=== Exercise ===
Find the word "wooden" in the data below and copy each line that holds it.

[Saved entries]
------------

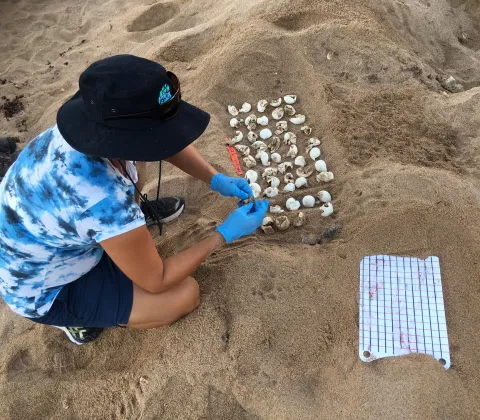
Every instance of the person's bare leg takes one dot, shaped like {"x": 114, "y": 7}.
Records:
{"x": 152, "y": 310}
{"x": 142, "y": 178}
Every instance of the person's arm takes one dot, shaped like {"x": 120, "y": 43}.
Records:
{"x": 134, "y": 252}
{"x": 136, "y": 255}
{"x": 190, "y": 161}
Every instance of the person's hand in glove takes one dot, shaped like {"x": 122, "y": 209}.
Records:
{"x": 231, "y": 187}
{"x": 244, "y": 220}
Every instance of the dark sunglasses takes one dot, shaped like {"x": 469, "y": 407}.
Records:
{"x": 162, "y": 111}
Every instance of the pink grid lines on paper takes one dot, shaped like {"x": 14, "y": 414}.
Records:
{"x": 401, "y": 308}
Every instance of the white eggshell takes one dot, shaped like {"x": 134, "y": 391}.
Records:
{"x": 274, "y": 182}
{"x": 301, "y": 182}
{"x": 246, "y": 107}
{"x": 250, "y": 161}
{"x": 308, "y": 201}
{"x": 292, "y": 204}
{"x": 251, "y": 176}
{"x": 321, "y": 166}
{"x": 276, "y": 158}
{"x": 276, "y": 210}
{"x": 251, "y": 136}
{"x": 265, "y": 158}
{"x": 292, "y": 152}
{"x": 276, "y": 102}
{"x": 325, "y": 176}
{"x": 262, "y": 120}
{"x": 271, "y": 192}
{"x": 315, "y": 153}
{"x": 324, "y": 196}
{"x": 298, "y": 119}
{"x": 256, "y": 189}
{"x": 265, "y": 133}
{"x": 300, "y": 161}
{"x": 277, "y": 113}
{"x": 262, "y": 105}
{"x": 326, "y": 209}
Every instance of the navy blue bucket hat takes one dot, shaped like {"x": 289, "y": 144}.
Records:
{"x": 129, "y": 108}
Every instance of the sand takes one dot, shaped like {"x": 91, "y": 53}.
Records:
{"x": 276, "y": 334}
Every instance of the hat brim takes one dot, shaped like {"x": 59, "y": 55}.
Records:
{"x": 130, "y": 139}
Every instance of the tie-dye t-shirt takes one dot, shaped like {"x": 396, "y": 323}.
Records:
{"x": 56, "y": 205}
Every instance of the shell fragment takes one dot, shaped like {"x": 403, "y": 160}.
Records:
{"x": 308, "y": 201}
{"x": 262, "y": 105}
{"x": 292, "y": 204}
{"x": 265, "y": 133}
{"x": 251, "y": 176}
{"x": 246, "y": 107}
{"x": 298, "y": 119}
{"x": 290, "y": 99}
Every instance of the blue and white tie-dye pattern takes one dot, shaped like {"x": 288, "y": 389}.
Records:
{"x": 56, "y": 205}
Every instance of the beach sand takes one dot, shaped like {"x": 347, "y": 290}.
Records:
{"x": 276, "y": 333}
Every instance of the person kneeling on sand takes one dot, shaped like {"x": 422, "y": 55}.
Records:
{"x": 76, "y": 252}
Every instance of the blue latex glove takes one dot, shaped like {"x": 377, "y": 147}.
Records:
{"x": 244, "y": 220}
{"x": 231, "y": 187}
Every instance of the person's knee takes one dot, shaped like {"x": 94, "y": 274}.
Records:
{"x": 193, "y": 294}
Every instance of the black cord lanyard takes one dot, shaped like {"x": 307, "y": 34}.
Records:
{"x": 143, "y": 198}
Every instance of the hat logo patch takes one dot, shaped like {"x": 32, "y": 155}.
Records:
{"x": 165, "y": 94}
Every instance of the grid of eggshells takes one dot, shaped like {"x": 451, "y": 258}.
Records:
{"x": 269, "y": 142}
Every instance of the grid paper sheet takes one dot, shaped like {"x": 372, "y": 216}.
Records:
{"x": 401, "y": 308}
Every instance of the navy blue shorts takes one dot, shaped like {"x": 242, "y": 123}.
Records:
{"x": 101, "y": 298}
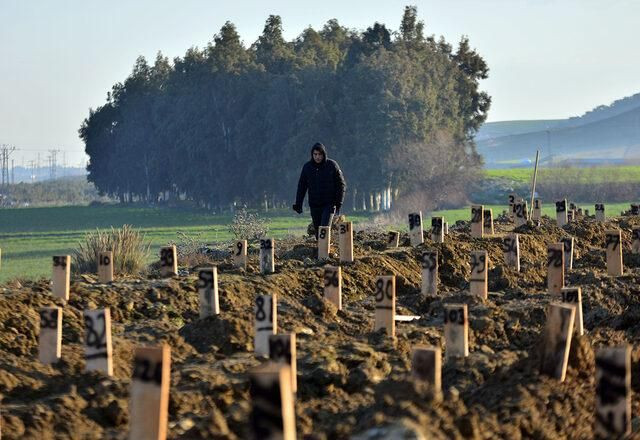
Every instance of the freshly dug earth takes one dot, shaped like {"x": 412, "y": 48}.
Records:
{"x": 351, "y": 382}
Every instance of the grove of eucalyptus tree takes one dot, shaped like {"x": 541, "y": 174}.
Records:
{"x": 232, "y": 124}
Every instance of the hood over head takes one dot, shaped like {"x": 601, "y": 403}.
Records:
{"x": 321, "y": 148}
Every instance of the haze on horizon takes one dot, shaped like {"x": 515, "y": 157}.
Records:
{"x": 548, "y": 59}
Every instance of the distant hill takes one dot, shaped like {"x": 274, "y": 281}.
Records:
{"x": 606, "y": 133}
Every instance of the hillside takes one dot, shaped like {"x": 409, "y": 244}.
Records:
{"x": 607, "y": 133}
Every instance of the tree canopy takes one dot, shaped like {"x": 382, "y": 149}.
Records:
{"x": 233, "y": 124}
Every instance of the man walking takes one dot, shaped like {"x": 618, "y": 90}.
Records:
{"x": 324, "y": 181}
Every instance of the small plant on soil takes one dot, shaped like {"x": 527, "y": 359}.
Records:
{"x": 248, "y": 226}
{"x": 130, "y": 251}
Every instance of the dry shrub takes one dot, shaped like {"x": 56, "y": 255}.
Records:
{"x": 130, "y": 251}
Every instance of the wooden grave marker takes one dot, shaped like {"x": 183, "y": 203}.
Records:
{"x": 555, "y": 268}
{"x": 385, "y": 296}
{"x": 512, "y": 201}
{"x": 105, "y": 267}
{"x": 426, "y": 365}
{"x": 573, "y": 296}
{"x": 635, "y": 241}
{"x": 61, "y": 276}
{"x": 561, "y": 212}
{"x": 50, "y": 337}
{"x": 324, "y": 242}
{"x": 240, "y": 254}
{"x": 149, "y": 405}
{"x": 333, "y": 285}
{"x": 478, "y": 281}
{"x": 168, "y": 261}
{"x": 282, "y": 350}
{"x": 568, "y": 246}
{"x": 613, "y": 244}
{"x": 511, "y": 249}
{"x": 98, "y": 349}
{"x": 437, "y": 229}
{"x": 207, "y": 285}
{"x": 557, "y": 340}
{"x": 393, "y": 239}
{"x": 537, "y": 210}
{"x": 613, "y": 392}
{"x": 429, "y": 263}
{"x": 488, "y": 222}
{"x": 521, "y": 213}
{"x": 267, "y": 255}
{"x": 477, "y": 221}
{"x": 345, "y": 234}
{"x": 456, "y": 330}
{"x": 272, "y": 402}
{"x": 600, "y": 215}
{"x": 415, "y": 228}
{"x": 266, "y": 322}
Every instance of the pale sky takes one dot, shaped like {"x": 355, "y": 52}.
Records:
{"x": 547, "y": 59}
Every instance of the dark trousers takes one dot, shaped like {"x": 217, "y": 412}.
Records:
{"x": 321, "y": 216}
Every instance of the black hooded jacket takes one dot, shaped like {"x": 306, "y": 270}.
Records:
{"x": 323, "y": 180}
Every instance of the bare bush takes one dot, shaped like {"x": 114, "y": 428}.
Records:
{"x": 248, "y": 226}
{"x": 130, "y": 251}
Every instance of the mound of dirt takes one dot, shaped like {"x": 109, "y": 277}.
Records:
{"x": 352, "y": 382}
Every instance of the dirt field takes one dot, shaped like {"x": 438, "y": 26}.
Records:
{"x": 351, "y": 381}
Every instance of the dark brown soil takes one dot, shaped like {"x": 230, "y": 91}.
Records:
{"x": 350, "y": 380}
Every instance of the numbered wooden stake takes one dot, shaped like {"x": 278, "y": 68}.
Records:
{"x": 385, "y": 295}
{"x": 537, "y": 210}
{"x": 266, "y": 322}
{"x": 105, "y": 267}
{"x": 477, "y": 221}
{"x": 613, "y": 243}
{"x": 208, "y": 292}
{"x": 333, "y": 285}
{"x": 573, "y": 296}
{"x": 149, "y": 404}
{"x": 345, "y": 230}
{"x": 478, "y": 282}
{"x": 567, "y": 243}
{"x": 600, "y": 216}
{"x": 267, "y": 255}
{"x": 557, "y": 340}
{"x": 488, "y": 222}
{"x": 555, "y": 268}
{"x": 61, "y": 276}
{"x": 456, "y": 330}
{"x": 613, "y": 392}
{"x": 429, "y": 263}
{"x": 512, "y": 201}
{"x": 393, "y": 239}
{"x": 511, "y": 249}
{"x": 240, "y": 254}
{"x": 282, "y": 350}
{"x": 561, "y": 212}
{"x": 437, "y": 229}
{"x": 168, "y": 261}
{"x": 272, "y": 412}
{"x": 415, "y": 228}
{"x": 50, "y": 338}
{"x": 98, "y": 351}
{"x": 324, "y": 242}
{"x": 635, "y": 241}
{"x": 426, "y": 365}
{"x": 521, "y": 213}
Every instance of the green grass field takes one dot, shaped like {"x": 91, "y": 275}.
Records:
{"x": 30, "y": 236}
{"x": 577, "y": 175}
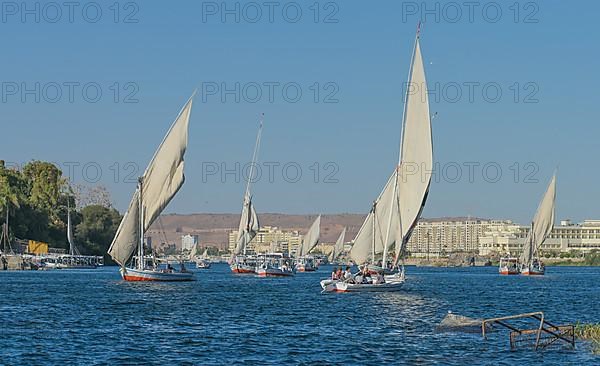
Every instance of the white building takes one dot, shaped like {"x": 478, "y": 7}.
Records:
{"x": 188, "y": 242}
{"x": 440, "y": 237}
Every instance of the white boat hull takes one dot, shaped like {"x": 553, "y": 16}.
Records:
{"x": 274, "y": 272}
{"x": 369, "y": 287}
{"x": 130, "y": 274}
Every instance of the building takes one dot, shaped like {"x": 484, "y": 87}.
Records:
{"x": 269, "y": 239}
{"x": 439, "y": 237}
{"x": 188, "y": 242}
{"x": 435, "y": 238}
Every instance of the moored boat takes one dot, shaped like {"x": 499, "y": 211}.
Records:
{"x": 390, "y": 284}
{"x": 541, "y": 226}
{"x": 304, "y": 261}
{"x": 160, "y": 182}
{"x": 508, "y": 266}
{"x": 243, "y": 265}
{"x": 396, "y": 211}
{"x": 274, "y": 265}
{"x": 240, "y": 262}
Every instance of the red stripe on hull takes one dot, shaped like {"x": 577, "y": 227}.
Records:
{"x": 239, "y": 270}
{"x": 147, "y": 279}
{"x": 532, "y": 273}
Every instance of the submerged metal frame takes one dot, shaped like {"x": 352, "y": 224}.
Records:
{"x": 556, "y": 331}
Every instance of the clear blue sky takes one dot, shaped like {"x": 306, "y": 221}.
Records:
{"x": 175, "y": 48}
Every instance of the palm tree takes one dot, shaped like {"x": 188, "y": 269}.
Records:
{"x": 8, "y": 197}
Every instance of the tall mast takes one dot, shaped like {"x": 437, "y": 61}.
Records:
{"x": 247, "y": 200}
{"x": 254, "y": 154}
{"x": 387, "y": 234}
{"x": 373, "y": 241}
{"x": 141, "y": 244}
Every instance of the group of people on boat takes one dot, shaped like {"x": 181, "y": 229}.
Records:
{"x": 341, "y": 275}
{"x": 364, "y": 276}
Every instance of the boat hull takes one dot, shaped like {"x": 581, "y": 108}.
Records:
{"x": 302, "y": 268}
{"x": 274, "y": 272}
{"x": 136, "y": 275}
{"x": 507, "y": 271}
{"x": 242, "y": 269}
{"x": 369, "y": 287}
{"x": 533, "y": 271}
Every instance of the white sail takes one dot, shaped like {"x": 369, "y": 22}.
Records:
{"x": 127, "y": 237}
{"x": 338, "y": 248}
{"x": 416, "y": 156}
{"x": 72, "y": 248}
{"x": 373, "y": 231}
{"x": 399, "y": 206}
{"x": 542, "y": 224}
{"x": 164, "y": 175}
{"x": 249, "y": 226}
{"x": 194, "y": 251}
{"x": 160, "y": 182}
{"x": 311, "y": 239}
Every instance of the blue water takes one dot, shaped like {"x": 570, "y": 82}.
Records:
{"x": 93, "y": 317}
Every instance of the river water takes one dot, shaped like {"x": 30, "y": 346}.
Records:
{"x": 93, "y": 317}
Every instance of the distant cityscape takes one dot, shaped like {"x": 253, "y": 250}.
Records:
{"x": 431, "y": 238}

------------

=== Exercise answer ===
Every instance of the wooden grave marker takes one dot, shaped like {"x": 183, "y": 203}.
Every instance of the numbered wooden stake takes one dot, shaped like {"x": 278, "y": 68}.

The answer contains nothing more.